Copy every record below, exactly as written.

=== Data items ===

■ ■ ■ ■ ■

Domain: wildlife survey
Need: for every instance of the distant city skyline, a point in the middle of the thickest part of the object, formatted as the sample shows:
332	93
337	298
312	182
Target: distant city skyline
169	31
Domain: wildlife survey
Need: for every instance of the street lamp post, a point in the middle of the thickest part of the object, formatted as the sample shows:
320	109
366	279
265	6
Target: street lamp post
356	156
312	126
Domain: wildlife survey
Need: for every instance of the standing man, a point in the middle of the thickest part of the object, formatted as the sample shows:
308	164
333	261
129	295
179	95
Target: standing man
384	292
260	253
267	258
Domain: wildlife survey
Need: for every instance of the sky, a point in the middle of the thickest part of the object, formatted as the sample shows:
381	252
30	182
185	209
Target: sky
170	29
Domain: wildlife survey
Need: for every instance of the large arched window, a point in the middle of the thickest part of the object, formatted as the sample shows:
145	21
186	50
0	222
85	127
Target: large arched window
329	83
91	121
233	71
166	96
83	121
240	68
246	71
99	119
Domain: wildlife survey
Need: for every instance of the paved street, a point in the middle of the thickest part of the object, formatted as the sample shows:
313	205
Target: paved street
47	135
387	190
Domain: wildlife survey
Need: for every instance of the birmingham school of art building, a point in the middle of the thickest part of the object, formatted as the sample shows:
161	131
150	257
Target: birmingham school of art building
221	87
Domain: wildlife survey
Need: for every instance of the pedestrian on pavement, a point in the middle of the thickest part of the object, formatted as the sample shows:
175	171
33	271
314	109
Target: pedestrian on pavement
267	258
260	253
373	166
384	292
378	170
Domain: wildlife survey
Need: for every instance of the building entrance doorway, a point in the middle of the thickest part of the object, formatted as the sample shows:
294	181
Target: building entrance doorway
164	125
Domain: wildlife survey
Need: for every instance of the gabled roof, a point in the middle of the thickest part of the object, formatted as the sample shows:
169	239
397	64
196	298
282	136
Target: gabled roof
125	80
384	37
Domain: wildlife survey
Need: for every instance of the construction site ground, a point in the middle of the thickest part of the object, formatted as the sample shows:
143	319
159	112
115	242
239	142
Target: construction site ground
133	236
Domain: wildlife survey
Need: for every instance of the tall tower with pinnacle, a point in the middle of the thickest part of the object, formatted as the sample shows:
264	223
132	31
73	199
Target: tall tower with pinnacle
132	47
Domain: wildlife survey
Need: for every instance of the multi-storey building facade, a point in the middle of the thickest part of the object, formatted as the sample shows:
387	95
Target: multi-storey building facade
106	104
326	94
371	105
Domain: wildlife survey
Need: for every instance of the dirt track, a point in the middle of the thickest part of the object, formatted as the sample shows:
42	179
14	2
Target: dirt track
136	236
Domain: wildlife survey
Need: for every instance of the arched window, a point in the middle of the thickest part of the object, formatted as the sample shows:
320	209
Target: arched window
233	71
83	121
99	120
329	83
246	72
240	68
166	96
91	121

■ ■ ■ ■ ■

=== Written solution ===
Domain: wildlife survey
Need: for every instance of the distant city skyline, a point in the middle of the thickest part of the object, formatted as the sample shows:
332	93
337	298
312	182
Target: distant city skyline
169	31
Domain: wildlife survey
Need: for every instance of the street lamp post, a point in the middle of the thickest part of the object, formatted as the sample shows:
320	109
366	279
265	6
Target: street lamp post
356	156
312	126
Domain: wildlife survey
Need: for every instance of the standing man, a point in the middle of the thickest part of the object, formatted as the sample shows:
308	164
333	261
129	295
179	95
Target: standing man
384	292
260	253
267	258
Domain: wildlife survey
Need: for every instance of the sky, a point in the middle of the thickest part of the object, formatted as the sample shows:
381	252
30	182
185	209
Target: sky
170	29
Domain: wildlife survey
Need: for every instance of the large arched window, a point in the middle of the thickest part of the object, formatted as the sample shows:
145	21
186	50
0	222
85	127
Target: large arched window
329	83
91	121
233	71
166	96
83	121
240	68
246	71
99	119
Domain: wildlife survey
Need: for every instance of the paved street, a point in the middle of the thickest part of the object, formatted as the sample shows:
313	205
Target: paved street
47	135
387	190
Domain: wildlife survey
Need: for every instance of the birmingham school of art building, a point in the middle of the thickest part of the object, formatted as the sample shows:
161	131
150	257
Target: birmingham school of art building
221	87
Domain: wildlife survey
Need: for every instance of the pedestrian on pavement, a point in the middle of the thickest part of the object, formatted as the sample shows:
175	171
33	271
314	109
Target: pedestrian on pavement
267	258
260	253
373	166
384	292
378	170
Domain: wildlife survey
Need: for every instance of the building entrance doorway, a point in the middle of the thickest part of the object, formatted as the sample shows:
294	181
Target: building entrance doorway
164	125
Domain: wildlife survey
Need: for every instance of the gabled roof, a point in the middle of the thickest part of the object, formatted as the sample shows:
169	239
397	64
196	298
282	136
Target: gabled roof
125	80
384	37
Domain: wildlife survey
Need: for every instance of the construction site ground, a point in the middle of the thickest part of the object, formatted as the sample shows:
143	319
159	112
115	242
239	142
Target: construction site ground
133	236
Domain: wildlife survey
Need: for every instance of the tall tower with pinnacle, a point in the middle of the thickest part of the object, formatted as the sample shows:
264	223
132	31
73	199
Target: tall tower with pinnacle
132	47
Domain: wildlife survey
Need: for every instance of the multi-storey building facade, a point in the middle of the thickest part of the object, formatted as the sample shows:
387	95
Target: multi-storey building facade
106	104
326	94
371	105
Domain: wildlife survey
Need: for every instance of the dirt track, a point in the middle of the thickest part of the object, formatted as the sample shows:
42	179
14	2
Target: dirt track
136	236
Domain: wildlife survey
Need: for every instance of the arched window, a point in the middle of the thickest part of the object, formatted as the sample shows:
320	209
Target: arched window
233	71
83	121
99	120
329	83
246	72
240	68
166	96
91	121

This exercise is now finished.